What to do - Collect every line of the listing below that contains the word "glass" and copy each one unchanged.

Given entries -
---
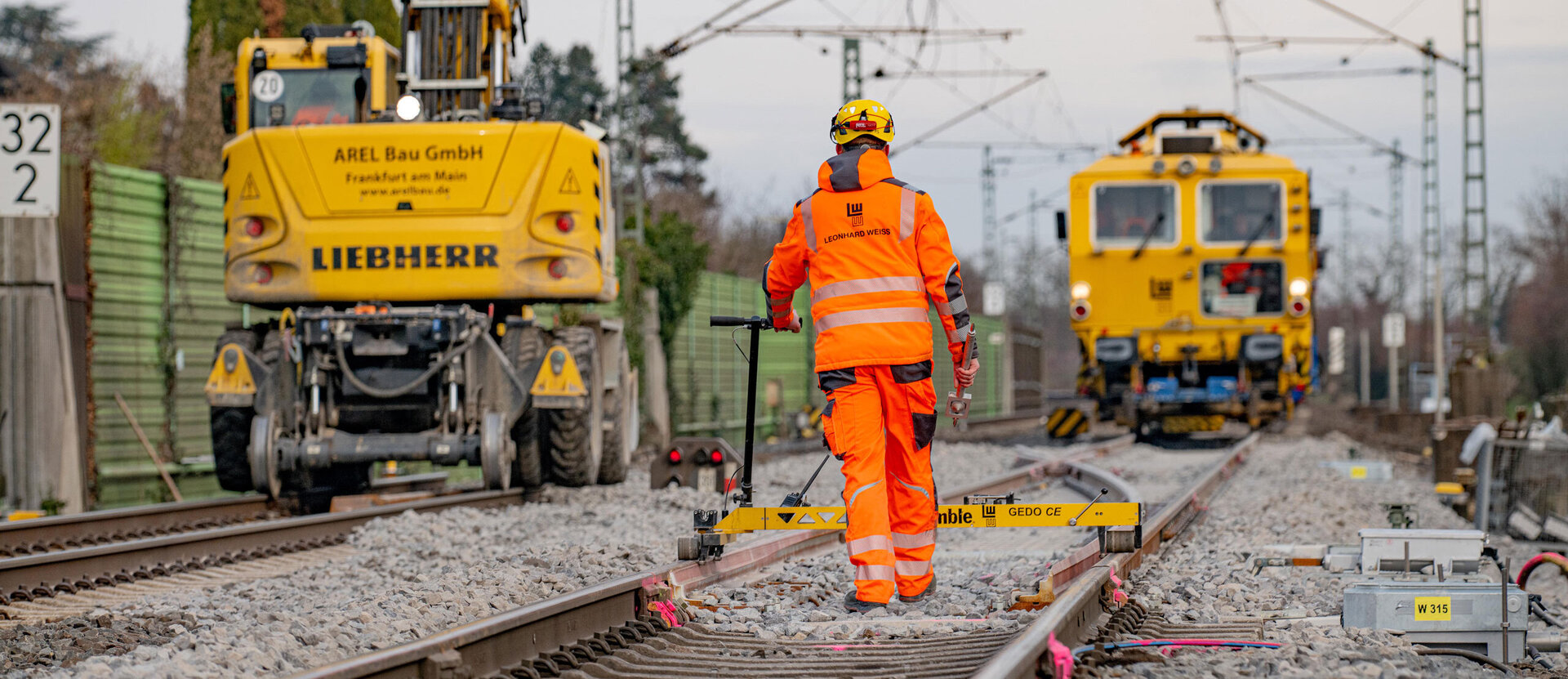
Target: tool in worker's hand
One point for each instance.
---
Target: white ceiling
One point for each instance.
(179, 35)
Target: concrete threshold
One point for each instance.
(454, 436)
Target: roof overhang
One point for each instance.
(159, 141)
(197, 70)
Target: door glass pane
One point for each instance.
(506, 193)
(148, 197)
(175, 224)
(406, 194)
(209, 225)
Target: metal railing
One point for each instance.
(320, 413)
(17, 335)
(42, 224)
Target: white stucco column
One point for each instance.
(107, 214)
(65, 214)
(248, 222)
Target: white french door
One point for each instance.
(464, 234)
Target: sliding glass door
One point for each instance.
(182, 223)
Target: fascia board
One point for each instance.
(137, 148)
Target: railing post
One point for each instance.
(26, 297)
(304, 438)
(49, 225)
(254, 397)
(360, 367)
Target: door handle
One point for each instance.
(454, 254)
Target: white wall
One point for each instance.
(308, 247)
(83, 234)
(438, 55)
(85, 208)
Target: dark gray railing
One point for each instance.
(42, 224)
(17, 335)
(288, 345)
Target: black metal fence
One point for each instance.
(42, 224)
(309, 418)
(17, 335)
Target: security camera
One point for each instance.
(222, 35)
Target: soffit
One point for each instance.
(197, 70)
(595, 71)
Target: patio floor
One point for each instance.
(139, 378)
---
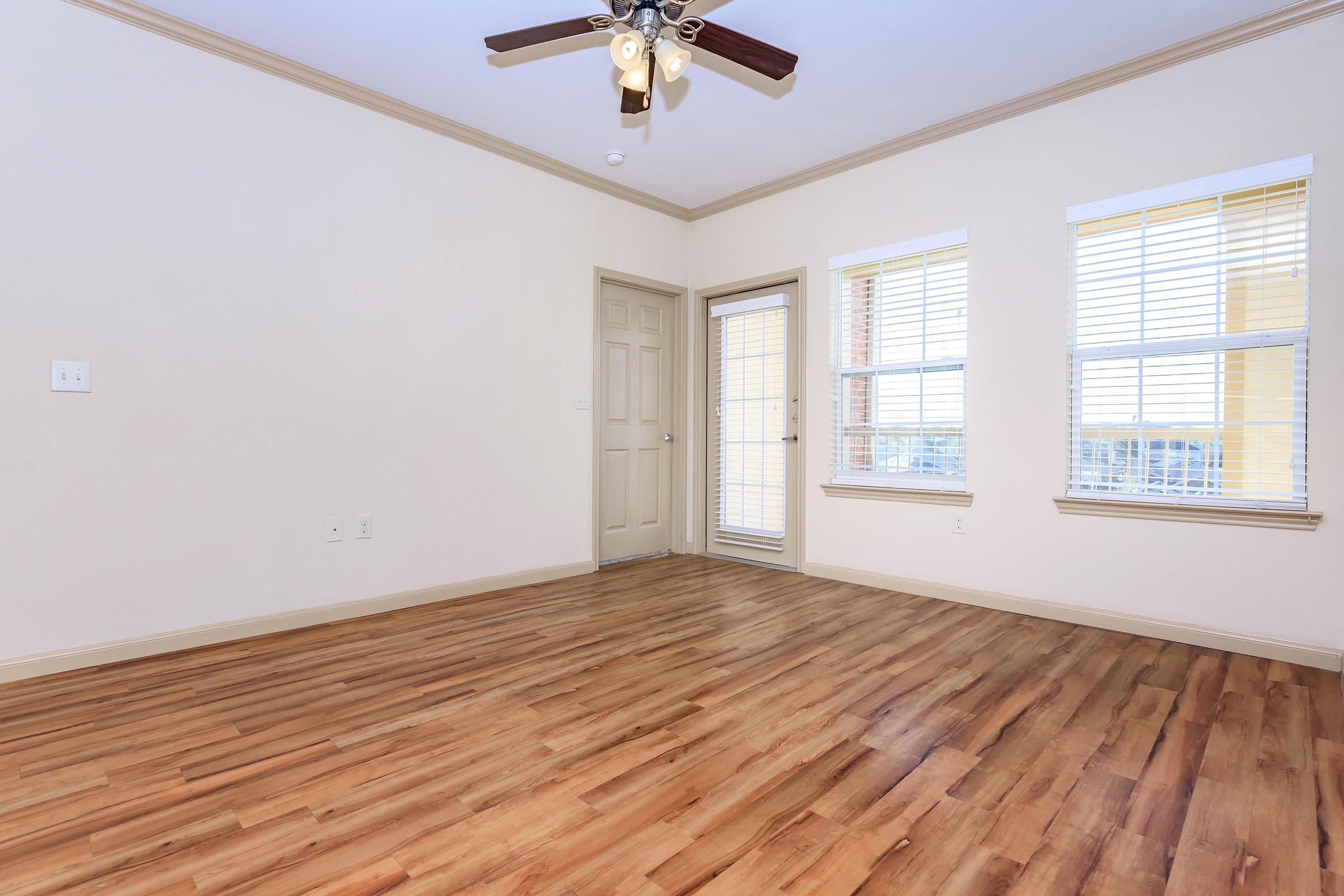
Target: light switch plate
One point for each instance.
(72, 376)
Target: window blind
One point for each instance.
---
Exercise solution -
Target: door glass pane
Target: sliding glass door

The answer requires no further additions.